* INSTRUCTIONS:
(1) Answer these questions from the Tay salmon article:
(a) Who is due to officially open the angling season on the River Tay on Friday?
(b) What is the Redford Trophy awarded for?
(c) Until when are those fishing the Tay this year being urged to return every salmon they catch?
(2) Change "voluntary code" to "voluntary rule" in the part of the Tay salmon article starting with "Jim Brown returning" and going on through "fish in two.", and write out that part.

* SOURCE PASSAGE:
--- begin ---

Wednesday, January 13, 2010

Salmon Fishing Scotland River Tay Opening 2010 in Perthshire, Scotland.

Salmon Fishing Scotland River Tay Opening 2010 in Perthshire, Scotland.

We are now 2 days away from the Salmon Season of 2010 opening on the River Tay in Perthshire, Scotland. This is an article written By FRANK URQUHART which appeares in the Scotsman today.

Anglers told to put Tay salmon back.


ANGLERS on one of Scotland's leading salmon rivers will have to release every one of the fish they catch until June amid concern over dwindling stocks.
The angling season on the River Tay is due to be officially opened on Friday by finance secretary John Swinney, who is the MSP for North Tayside.

Anglers will be competing for the Redford Trophy, awarded annually for the biggest fish caught on the river on opening day.

But yesterday the Tay District Salmon Fisheries Board announced plans to introduce radical conservation measures to further reduce the number of salmon that are not released after they are caught following a disappointing season last year which saw catches decline by as much as 50 per cent on some stretches of the river.


Jim Brown returning a 24 pound prime spring salmon at Stanley, Perthshire, Scotland last spring on the Lower Tay beat at Catholes.
Until now anglers have been asked to follow a voluntary code to release the first salmon they catch each day and to only retain one fish in two.

But this year, for the first time, those fishing the Tay are being urged to return every salmon they catch up until the end of May.

From then until the end of the season all female salmon should still be released and a maximum of only one male fish, weighing less than 10lb, retained each day.

William Jack, the chairman of the Tay board, said yesterday: "

In 2009, the Tay experienced a poor run of spring salmon as well as a disappointing grilse run.

--- end ---

* PROVIDED RECORDS:
--- begin ---

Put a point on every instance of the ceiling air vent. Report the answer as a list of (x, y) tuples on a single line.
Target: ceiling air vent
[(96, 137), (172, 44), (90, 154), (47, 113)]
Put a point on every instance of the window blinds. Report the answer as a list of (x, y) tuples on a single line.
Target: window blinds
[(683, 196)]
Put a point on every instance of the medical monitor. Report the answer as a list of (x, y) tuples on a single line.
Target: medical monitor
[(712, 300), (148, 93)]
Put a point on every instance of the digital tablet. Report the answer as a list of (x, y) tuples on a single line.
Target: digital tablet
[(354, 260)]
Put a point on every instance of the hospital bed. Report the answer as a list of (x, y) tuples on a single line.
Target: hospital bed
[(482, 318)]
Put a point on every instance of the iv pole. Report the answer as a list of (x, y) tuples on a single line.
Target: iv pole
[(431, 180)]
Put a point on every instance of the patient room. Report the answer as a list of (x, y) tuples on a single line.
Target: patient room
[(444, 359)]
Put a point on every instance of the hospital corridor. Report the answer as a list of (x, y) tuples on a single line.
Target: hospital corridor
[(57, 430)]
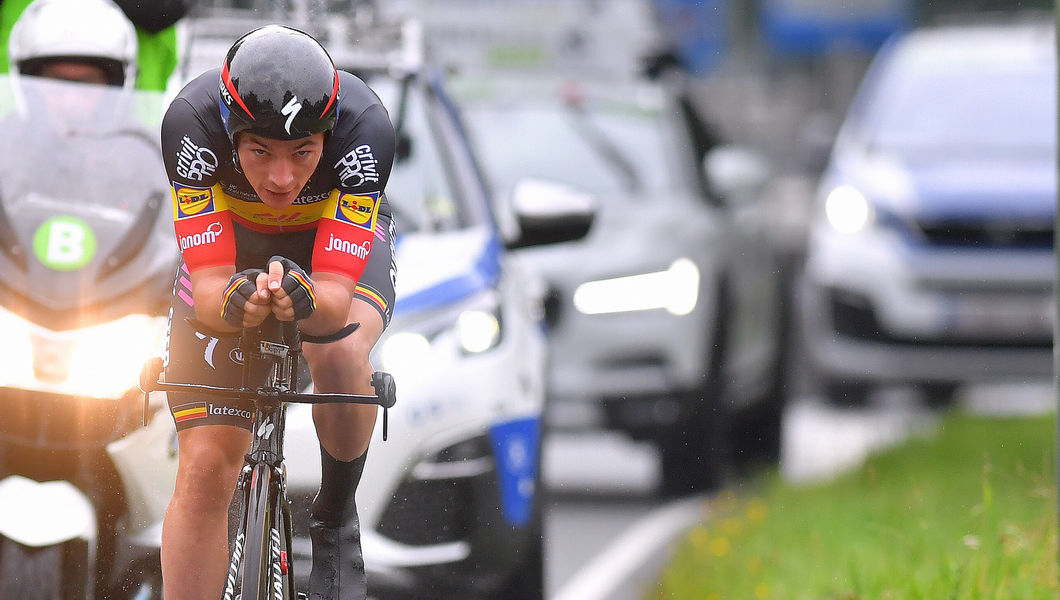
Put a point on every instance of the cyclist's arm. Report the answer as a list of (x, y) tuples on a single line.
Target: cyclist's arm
[(334, 294)]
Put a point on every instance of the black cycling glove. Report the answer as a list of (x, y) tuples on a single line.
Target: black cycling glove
[(241, 288), (298, 285)]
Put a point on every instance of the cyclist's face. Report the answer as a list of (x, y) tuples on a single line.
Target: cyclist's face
[(74, 72), (278, 170)]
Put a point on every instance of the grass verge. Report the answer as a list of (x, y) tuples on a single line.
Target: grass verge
[(966, 514)]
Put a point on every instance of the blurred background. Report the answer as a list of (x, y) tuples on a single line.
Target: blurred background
[(655, 254)]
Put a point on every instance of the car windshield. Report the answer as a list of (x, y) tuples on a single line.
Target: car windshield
[(1008, 109), (76, 148), (606, 150), (421, 190)]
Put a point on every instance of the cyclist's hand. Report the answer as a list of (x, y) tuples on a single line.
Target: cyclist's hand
[(242, 301), (294, 297)]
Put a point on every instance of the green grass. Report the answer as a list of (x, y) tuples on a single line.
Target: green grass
[(968, 513)]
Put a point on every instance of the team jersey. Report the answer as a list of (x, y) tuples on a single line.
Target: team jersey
[(341, 201)]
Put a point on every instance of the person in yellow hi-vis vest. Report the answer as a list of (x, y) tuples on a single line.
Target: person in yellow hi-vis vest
[(156, 36)]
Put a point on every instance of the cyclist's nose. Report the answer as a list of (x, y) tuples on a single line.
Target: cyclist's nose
[(281, 174)]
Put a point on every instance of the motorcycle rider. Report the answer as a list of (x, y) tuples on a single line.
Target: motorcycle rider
[(154, 36), (278, 164)]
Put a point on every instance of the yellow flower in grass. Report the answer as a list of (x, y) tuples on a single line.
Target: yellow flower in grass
[(757, 510), (720, 547), (731, 527), (698, 536)]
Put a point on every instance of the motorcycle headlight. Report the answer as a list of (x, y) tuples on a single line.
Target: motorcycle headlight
[(848, 210), (101, 360)]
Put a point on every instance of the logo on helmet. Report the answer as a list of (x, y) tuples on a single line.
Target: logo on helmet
[(289, 110)]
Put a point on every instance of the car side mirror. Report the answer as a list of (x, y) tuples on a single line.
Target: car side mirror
[(549, 212), (736, 173)]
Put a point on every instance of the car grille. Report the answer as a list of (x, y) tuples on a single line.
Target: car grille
[(988, 233), (853, 316)]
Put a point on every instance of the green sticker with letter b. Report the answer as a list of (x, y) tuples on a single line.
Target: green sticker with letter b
[(64, 243)]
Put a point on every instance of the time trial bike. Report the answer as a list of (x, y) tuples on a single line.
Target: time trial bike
[(261, 565)]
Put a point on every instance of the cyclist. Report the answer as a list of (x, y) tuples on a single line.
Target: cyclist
[(155, 46), (278, 164)]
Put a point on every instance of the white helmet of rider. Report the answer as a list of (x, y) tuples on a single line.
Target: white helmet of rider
[(88, 31)]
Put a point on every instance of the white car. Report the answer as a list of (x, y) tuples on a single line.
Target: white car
[(930, 261), (667, 320), (451, 504)]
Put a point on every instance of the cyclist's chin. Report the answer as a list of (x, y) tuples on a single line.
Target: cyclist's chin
[(278, 200)]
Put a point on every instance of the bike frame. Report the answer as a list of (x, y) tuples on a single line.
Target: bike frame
[(259, 567)]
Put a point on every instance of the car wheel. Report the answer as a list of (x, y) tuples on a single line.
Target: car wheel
[(527, 579), (695, 453), (847, 392), (938, 394), (758, 437)]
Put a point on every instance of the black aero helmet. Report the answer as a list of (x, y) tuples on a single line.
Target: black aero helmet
[(279, 83)]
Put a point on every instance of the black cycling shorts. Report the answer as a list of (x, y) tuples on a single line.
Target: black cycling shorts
[(193, 356)]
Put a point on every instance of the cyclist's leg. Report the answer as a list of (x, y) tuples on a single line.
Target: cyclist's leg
[(212, 438), (346, 430)]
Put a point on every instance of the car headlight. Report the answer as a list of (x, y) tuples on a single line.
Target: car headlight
[(473, 330), (676, 289), (102, 360), (848, 210)]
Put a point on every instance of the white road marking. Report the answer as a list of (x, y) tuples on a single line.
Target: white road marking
[(646, 541)]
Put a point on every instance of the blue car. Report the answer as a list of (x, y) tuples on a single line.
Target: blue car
[(930, 261)]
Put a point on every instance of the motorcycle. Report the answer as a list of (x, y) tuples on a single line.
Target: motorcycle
[(87, 258)]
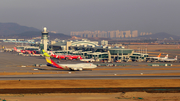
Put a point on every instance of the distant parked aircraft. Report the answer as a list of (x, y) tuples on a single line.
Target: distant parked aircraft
[(156, 58), (169, 60), (67, 57), (78, 66)]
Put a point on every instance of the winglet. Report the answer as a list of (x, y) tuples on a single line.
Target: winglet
[(50, 61)]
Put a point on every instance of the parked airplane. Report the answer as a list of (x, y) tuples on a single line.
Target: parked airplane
[(27, 51), (169, 60), (156, 58), (7, 49), (78, 66), (70, 57)]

--- end ---

* SOLUTIONS TO EACH TASK:
(1)
(a) Finance secretary John Swinney, the MSP for North Tayside.
(b) The biggest fish caught on the river on opening day.
(c) Until the end of May.

(2)
Jim Brown returning a 24 pound prime spring salmon at Stanley, Perthshire, Scotland last spring on the Lower Tay beat at Catholes.
Until now anglers have been asked to follow a voluntary rule to release the first salmon they catch each day and to only retain one fish in two.